--- START ---

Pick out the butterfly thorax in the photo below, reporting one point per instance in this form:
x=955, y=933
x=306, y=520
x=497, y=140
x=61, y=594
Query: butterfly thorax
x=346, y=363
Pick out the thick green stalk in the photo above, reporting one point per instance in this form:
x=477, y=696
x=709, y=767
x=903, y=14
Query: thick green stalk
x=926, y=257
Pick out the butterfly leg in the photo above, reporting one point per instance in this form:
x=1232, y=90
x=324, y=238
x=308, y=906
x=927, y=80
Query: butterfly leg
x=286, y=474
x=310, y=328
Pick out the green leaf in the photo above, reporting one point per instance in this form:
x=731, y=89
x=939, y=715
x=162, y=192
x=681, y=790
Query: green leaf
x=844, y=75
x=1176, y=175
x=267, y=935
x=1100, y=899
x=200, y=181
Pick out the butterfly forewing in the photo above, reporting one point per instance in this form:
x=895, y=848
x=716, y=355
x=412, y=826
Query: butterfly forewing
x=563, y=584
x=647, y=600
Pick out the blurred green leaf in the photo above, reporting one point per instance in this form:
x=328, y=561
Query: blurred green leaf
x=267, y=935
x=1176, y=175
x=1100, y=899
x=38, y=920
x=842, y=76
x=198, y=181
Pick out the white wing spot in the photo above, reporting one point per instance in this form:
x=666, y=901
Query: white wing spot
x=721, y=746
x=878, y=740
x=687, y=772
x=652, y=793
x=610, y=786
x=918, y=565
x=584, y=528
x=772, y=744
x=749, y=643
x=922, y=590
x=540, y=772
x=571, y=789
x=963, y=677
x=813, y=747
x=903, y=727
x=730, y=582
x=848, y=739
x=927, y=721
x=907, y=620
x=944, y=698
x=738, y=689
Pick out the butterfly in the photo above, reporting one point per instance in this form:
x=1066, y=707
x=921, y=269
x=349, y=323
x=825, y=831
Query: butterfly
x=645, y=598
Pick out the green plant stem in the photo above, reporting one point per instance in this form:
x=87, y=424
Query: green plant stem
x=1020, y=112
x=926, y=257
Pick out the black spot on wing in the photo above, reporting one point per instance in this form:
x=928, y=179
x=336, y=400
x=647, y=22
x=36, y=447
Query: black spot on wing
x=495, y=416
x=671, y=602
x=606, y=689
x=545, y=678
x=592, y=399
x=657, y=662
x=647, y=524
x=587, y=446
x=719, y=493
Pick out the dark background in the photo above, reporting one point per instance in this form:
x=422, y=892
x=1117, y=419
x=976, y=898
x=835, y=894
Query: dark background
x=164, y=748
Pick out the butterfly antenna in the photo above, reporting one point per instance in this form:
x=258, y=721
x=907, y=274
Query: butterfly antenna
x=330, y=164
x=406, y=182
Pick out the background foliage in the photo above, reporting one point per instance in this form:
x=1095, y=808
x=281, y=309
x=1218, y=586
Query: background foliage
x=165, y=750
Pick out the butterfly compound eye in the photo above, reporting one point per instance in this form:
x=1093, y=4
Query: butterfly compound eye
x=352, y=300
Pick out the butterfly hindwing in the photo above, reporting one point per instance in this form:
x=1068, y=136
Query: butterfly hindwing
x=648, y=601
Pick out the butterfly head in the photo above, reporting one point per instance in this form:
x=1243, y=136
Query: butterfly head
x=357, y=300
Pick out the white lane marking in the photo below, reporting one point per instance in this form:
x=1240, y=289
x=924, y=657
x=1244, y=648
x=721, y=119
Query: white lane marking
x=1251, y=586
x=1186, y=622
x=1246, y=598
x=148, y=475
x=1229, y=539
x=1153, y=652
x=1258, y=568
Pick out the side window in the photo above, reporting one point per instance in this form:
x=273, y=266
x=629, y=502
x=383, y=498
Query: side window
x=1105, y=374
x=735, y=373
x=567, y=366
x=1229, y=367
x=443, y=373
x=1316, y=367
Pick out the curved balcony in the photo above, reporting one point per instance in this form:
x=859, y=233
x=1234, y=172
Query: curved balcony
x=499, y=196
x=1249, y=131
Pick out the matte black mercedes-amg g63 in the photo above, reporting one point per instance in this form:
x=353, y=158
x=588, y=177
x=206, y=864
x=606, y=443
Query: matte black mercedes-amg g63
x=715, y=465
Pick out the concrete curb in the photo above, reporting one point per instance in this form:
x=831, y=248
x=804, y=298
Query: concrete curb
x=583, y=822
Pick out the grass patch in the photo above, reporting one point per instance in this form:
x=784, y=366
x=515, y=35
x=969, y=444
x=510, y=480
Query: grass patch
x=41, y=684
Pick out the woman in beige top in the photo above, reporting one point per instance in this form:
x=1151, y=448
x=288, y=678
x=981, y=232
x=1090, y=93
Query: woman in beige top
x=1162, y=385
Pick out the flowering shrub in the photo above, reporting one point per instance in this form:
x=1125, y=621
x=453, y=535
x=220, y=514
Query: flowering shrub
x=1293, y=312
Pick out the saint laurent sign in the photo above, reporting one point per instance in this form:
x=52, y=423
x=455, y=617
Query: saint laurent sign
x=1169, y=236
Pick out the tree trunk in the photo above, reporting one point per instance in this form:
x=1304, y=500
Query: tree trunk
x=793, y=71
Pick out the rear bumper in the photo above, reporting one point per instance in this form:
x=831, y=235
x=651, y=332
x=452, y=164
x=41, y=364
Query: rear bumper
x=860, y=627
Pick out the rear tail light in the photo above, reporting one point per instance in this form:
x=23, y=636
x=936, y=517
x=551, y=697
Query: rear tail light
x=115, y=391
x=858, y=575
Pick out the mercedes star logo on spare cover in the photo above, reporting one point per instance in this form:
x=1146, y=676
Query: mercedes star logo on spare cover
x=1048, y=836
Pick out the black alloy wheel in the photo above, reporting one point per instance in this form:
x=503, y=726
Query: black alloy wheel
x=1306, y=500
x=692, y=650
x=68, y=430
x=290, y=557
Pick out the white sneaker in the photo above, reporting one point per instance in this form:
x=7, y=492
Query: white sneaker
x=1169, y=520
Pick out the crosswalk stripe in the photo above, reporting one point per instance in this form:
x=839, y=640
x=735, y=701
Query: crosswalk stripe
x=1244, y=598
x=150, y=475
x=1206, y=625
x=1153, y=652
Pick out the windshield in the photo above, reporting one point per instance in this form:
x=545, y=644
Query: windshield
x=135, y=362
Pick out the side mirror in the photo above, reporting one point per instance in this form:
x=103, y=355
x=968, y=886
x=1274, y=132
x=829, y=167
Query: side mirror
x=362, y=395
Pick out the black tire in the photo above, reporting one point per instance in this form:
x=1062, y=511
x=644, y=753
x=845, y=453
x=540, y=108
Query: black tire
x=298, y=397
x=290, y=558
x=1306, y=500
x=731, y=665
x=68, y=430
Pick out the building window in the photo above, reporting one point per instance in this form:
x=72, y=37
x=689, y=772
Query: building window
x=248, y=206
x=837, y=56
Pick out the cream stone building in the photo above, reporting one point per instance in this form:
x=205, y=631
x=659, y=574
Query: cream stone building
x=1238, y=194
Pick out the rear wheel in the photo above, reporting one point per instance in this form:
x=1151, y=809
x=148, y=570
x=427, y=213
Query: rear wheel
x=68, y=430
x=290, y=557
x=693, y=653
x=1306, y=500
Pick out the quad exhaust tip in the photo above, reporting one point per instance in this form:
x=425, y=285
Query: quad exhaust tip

--- END ---

Reproduce the records exactly as they appear.

Pick out the butterfly thorax in the photo below, reporting one point per instance in this form:
x=955, y=933
x=306, y=520
x=497, y=140
x=61, y=594
Query: butterfly thorax
x=346, y=363
Pick out the thick green stalk in the photo above, reporting one point per instance in this form:
x=477, y=696
x=709, y=767
x=903, y=14
Query: thick green stalk
x=926, y=257
Pick out the butterfly leg in the photo above, reporting one point per instance in this form:
x=1232, y=90
x=324, y=238
x=308, y=906
x=927, y=80
Query: butterfly leg
x=286, y=474
x=310, y=328
Pick out the green leaf in the photo above, reporting one point per instance in this form:
x=731, y=89
x=939, y=715
x=162, y=192
x=681, y=790
Query: green leaf
x=844, y=75
x=1176, y=175
x=267, y=935
x=1100, y=899
x=200, y=181
Pick out the butterfly forewing in the photo above, reporting one point per instance in this form:
x=895, y=848
x=716, y=355
x=412, y=826
Query: butterfly forewing
x=563, y=584
x=647, y=600
Pick out the blurred green leaf in the photo above, reporting one point per instance in this form:
x=328, y=561
Query: blurred green leaf
x=267, y=935
x=1176, y=175
x=1100, y=899
x=38, y=920
x=842, y=76
x=198, y=181
Pick out the white wing spot in the photo above, reporting one point per instance in this form:
x=666, y=901
Query: white wing spot
x=721, y=746
x=878, y=740
x=687, y=772
x=652, y=793
x=610, y=786
x=918, y=565
x=584, y=528
x=772, y=744
x=749, y=643
x=922, y=590
x=540, y=772
x=571, y=789
x=963, y=677
x=813, y=747
x=903, y=727
x=730, y=582
x=848, y=739
x=927, y=721
x=907, y=620
x=944, y=698
x=738, y=689
Pick out the butterfly in the photo above, reporting one point per instance in this form:
x=1066, y=707
x=921, y=269
x=349, y=323
x=825, y=831
Query: butterfly
x=645, y=598
Pick out the green plant stem in the photo above, reporting one point per instance in this form:
x=87, y=424
Query: green plant stem
x=1020, y=112
x=926, y=257
Pick out the black spot on wing in the photo above, reporting one point per instance in this form:
x=928, y=179
x=336, y=400
x=647, y=22
x=36, y=447
Query: black spot on wing
x=495, y=416
x=671, y=602
x=606, y=689
x=545, y=678
x=592, y=399
x=657, y=662
x=647, y=524
x=587, y=446
x=719, y=493
Pick out the dark background in the photo above, reporting one point per instance in this form:
x=422, y=892
x=1117, y=419
x=976, y=898
x=835, y=894
Query: dark background
x=164, y=748
Pick out the butterfly antenna in the photo above, reporting one point per instance in this form:
x=258, y=721
x=907, y=274
Query: butterfly antenna
x=330, y=164
x=406, y=182
Pick out the background foliage in the photo above, reporting one point per instance in this form:
x=1095, y=808
x=281, y=309
x=1218, y=586
Query: background foliage
x=165, y=750
Pick out the butterfly compound eye in the photo above, reporting one point per instance in this form:
x=1093, y=4
Query: butterfly compound eye
x=352, y=300
Pick out the butterfly hindwing in the photo above, reporting one point per instance in this form:
x=1068, y=136
Query: butterfly hindwing
x=648, y=601
Pick out the butterfly head in the photo above, reporting one point per instance in this form:
x=1243, y=136
Query: butterfly head
x=357, y=300
Pick out the white lane marking in the photo below, reporting one point per instance in this form:
x=1240, y=289
x=924, y=657
x=1244, y=648
x=721, y=119
Query: white lane marking
x=1251, y=586
x=1186, y=622
x=1246, y=598
x=148, y=475
x=1229, y=539
x=1153, y=652
x=1258, y=568
Pick out the side window in the photo above, reporting one point per instance in this form:
x=273, y=266
x=629, y=502
x=383, y=498
Query: side window
x=1105, y=374
x=735, y=373
x=567, y=366
x=1229, y=367
x=443, y=373
x=1316, y=367
Pick out the curved balcony in the photo above, reporting one point per instance in this form:
x=859, y=233
x=1234, y=172
Query: curved balcony
x=499, y=196
x=1249, y=131
Pick out the matte black mercedes-amg g63 in the photo above, reporting one point per instance in this form:
x=353, y=158
x=588, y=177
x=206, y=864
x=606, y=443
Query: matte black mercedes-amg g63
x=715, y=465
Pick out the concrete curb in the photo above, reporting one point per instance in this form:
x=831, y=248
x=804, y=298
Query: concrete curb
x=583, y=822
Pick out the grass patch in the photo above, reporting one point per instance in this form:
x=784, y=366
x=515, y=35
x=969, y=444
x=510, y=480
Query: grass patch
x=41, y=684
Pick out the woman in beige top in the photo above, reporting one point per instance in this form:
x=1151, y=448
x=288, y=678
x=981, y=232
x=1090, y=93
Query: woman in beige top
x=1162, y=385
Pick out the flowering shrub in the photo above, reporting one point per instance in this form:
x=1125, y=621
x=453, y=535
x=220, y=514
Query: flowering shrub
x=1293, y=312
Pick out the saint laurent sign in the photo above, reporting one point per instance in this form:
x=52, y=423
x=455, y=617
Query: saint laurent sign
x=1169, y=236
Pick out the tree trunk in the photo above, reporting one point per instance in this form:
x=1304, y=500
Query: tree trunk
x=793, y=71
Pick out the rear bumper in the photo above, reporting one point per instance in this form:
x=831, y=235
x=651, y=332
x=452, y=164
x=41, y=364
Query: rear bumper
x=860, y=627
Pick out the rear tail light in the photo above, reporting one point per instance in this form:
x=23, y=636
x=936, y=517
x=551, y=697
Query: rear tail light
x=115, y=391
x=858, y=575
Pick out the mercedes star logo on spare cover in the photo above, reporting one point per instance in this form:
x=1146, y=676
Query: mercedes star logo on spare cover
x=1048, y=836
Pick out the black alloy wheel in the photo above, reporting one point per instance in this form:
x=503, y=726
Query: black alloy wheel
x=1306, y=500
x=692, y=650
x=68, y=430
x=290, y=557
Pick out the white sneaker in the photo above, reporting one point per instance in this form:
x=7, y=492
Query: white sneaker
x=1169, y=520
Pick out the crosswalk stripe in the photo above, reporting one point per instance in this form:
x=839, y=640
x=735, y=701
Query: crosswalk stripe
x=1244, y=598
x=150, y=475
x=1206, y=625
x=1153, y=652
Pick out the windshield in the photo above, reporting one point per instance in this form:
x=545, y=644
Query: windshield
x=135, y=362
Pick out the side mirror in the photo above, reporting one point per instance in this form:
x=103, y=355
x=968, y=886
x=1274, y=132
x=829, y=167
Query: side mirror
x=362, y=395
Pick out the black tire in the photo above, reporting one point per instance in this form:
x=1062, y=511
x=644, y=753
x=845, y=453
x=540, y=108
Query: black tire
x=298, y=397
x=290, y=558
x=1306, y=500
x=731, y=665
x=68, y=430
Pick out the building window in the photo above, reporting one point per instance in this form:
x=72, y=37
x=689, y=772
Query: building window
x=248, y=206
x=837, y=56
Pick out the cream stone building in the photo above, reporting one point per instance in this form:
x=205, y=631
x=659, y=574
Query: cream stone building
x=1238, y=194
Pick out the rear wheel in the photo above, reporting one point per instance in this form:
x=1151, y=809
x=148, y=570
x=427, y=213
Query: rear wheel
x=68, y=430
x=290, y=557
x=693, y=653
x=1306, y=500
Pick out the quad exhaust tip in the photo above, reporting one point per instance in this form:
x=425, y=285
Query: quad exhaust tip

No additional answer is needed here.